[Dataset rows]
┌────────
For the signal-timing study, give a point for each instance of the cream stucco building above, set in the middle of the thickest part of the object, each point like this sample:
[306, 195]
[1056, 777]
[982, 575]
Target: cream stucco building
└────────
Copy every item above line for line, without any changes.

> [FINISHED ANSWER]:
For the signal-timing study, give a point for each instance of the cream stucco building above, set in the middle of the thickest part of the object, each point like this sample:
[306, 195]
[1056, 777]
[982, 575]
Target: cream stucco building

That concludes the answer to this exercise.